» Task objective
Decide whether each statement agrees with the passage on Sewell's novel below. Answer yes or no, and quote the words that decide it. (a) Mr. Dacre has come back from India. (b) The brass plate inside the church mentions Mr. Dacre's generosity. (c) The church stands nearly two miles from the village of Elsham.

» Quoted text
-=-=-

She finds a person quite willing to share her feelings and who is quite well suited to do so — the Mr. Dacre, the wealthy widower and near-invalid returned from India. He is in fact the third character in this novel interested in building a much-needed church, an activity that the novelist obviously believes of great religious value and an index of character. One sign of the heights from which Gertrude's brother falls after his marriage, entrance into politics, and extravagant living appears in the fact that he had earlier so desired to engage in such a project he had devoted many hours to designing a gothic revival structure himself, and by novel's end when he comes upon his old drawings he realizes how much he has failed to realize his early promise.

This being a novel by Sewell, Gertrude, of course, gives her 600 to her profligate, but repentant, sister-in-law so Laura can cover her debts and thereby sacrifices her greatest desire for help another. Not surprisingly, when Mr. Dacre, who had supported Gertrude's plan, dies, he takes over her project and builds a lovely church described in the opening lines of chapter 28:

About half way up the ascent of a wide heath-covered hill, distant nearly two miles from the village of Elsham, stands & small church of modern date, in the decorated style of the thirteenth century. The beauty of the situation, commanding an extensive view over the valley of Elsham, backed by the Allingham woods, might alone excite admiration; but a more rare, and perhaps more interesting subject for observation, is to be found. in the building itself. The deep porch, with its massive door and ornamental hinges, the flowing tracery of the windows, the rich mouldings, the buttresses surmounted by carved pinnacles, the trefoil parapet, the spire rising from a tower of exquisite proportions, all tell that the hand of taste as well as of piety has been raised in erecting a fitting temple for the worship of God. [323]

Typically (because Sewell has no interest in making anything easy for her truly religious characters who always accept disappointment as a spiritual blessing), Mr. Dacre dies just "three weeks previous to the consecration of Torrington Church," and he allows no mention of his generosity on "the small brass plate" inside the church, which bears only "Mr Dacre's name, and the date of his birth and of his death" (328). Had this been a novel something like Dickens's Little Dorrit or Bleak House, Gertrude would have married Mr. Dacre, thereby receiving an earthly reward, but this is Sewell's novel, and she wishes her characters to embody St. Augustine's notion of Christian charity or caritas, loving the things of this world only for the divine element in them. Mr. Dacre and Gertrude, then, are Sewell's saints, who live in the world well aware of both its beauty and ugliness but passionately believing earthly life exists only as a school that trains one for a heavenly one and that such training chiefly comes in the form of self-sacrifice and experiences of loss and disappointment.

-=-=-

Excerpts from a detection dataset
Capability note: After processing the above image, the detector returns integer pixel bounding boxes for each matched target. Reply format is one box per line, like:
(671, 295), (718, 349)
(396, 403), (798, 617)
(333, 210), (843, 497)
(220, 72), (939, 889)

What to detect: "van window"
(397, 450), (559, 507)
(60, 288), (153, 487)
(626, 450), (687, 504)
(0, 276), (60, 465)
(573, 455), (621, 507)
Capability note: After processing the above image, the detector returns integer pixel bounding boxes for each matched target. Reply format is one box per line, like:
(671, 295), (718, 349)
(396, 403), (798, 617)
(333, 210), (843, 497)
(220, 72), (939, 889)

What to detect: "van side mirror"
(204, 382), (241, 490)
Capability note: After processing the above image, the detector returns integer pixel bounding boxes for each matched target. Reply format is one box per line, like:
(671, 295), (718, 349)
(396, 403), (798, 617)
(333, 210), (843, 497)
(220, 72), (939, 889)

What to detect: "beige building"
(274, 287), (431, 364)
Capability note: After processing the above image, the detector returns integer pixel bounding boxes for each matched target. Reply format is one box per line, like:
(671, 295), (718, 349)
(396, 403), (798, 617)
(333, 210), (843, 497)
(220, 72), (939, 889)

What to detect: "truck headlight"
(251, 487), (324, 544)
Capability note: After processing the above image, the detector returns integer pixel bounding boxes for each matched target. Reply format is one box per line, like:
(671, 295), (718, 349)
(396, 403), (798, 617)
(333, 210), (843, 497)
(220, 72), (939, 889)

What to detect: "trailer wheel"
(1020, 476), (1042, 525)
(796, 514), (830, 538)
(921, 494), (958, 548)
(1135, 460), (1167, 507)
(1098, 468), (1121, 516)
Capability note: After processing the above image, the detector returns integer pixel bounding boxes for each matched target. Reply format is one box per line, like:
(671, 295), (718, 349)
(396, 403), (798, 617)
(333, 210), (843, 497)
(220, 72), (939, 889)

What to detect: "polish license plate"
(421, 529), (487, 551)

-=-=-

» Exercise result
(a) Yes: "the wealthy widower and near-invalid returned from India"
(b) No: "he allows no mention of his generosity on "the small brass plate" inside the church"
(c) Yes: "distant nearly two miles from the village of Elsham"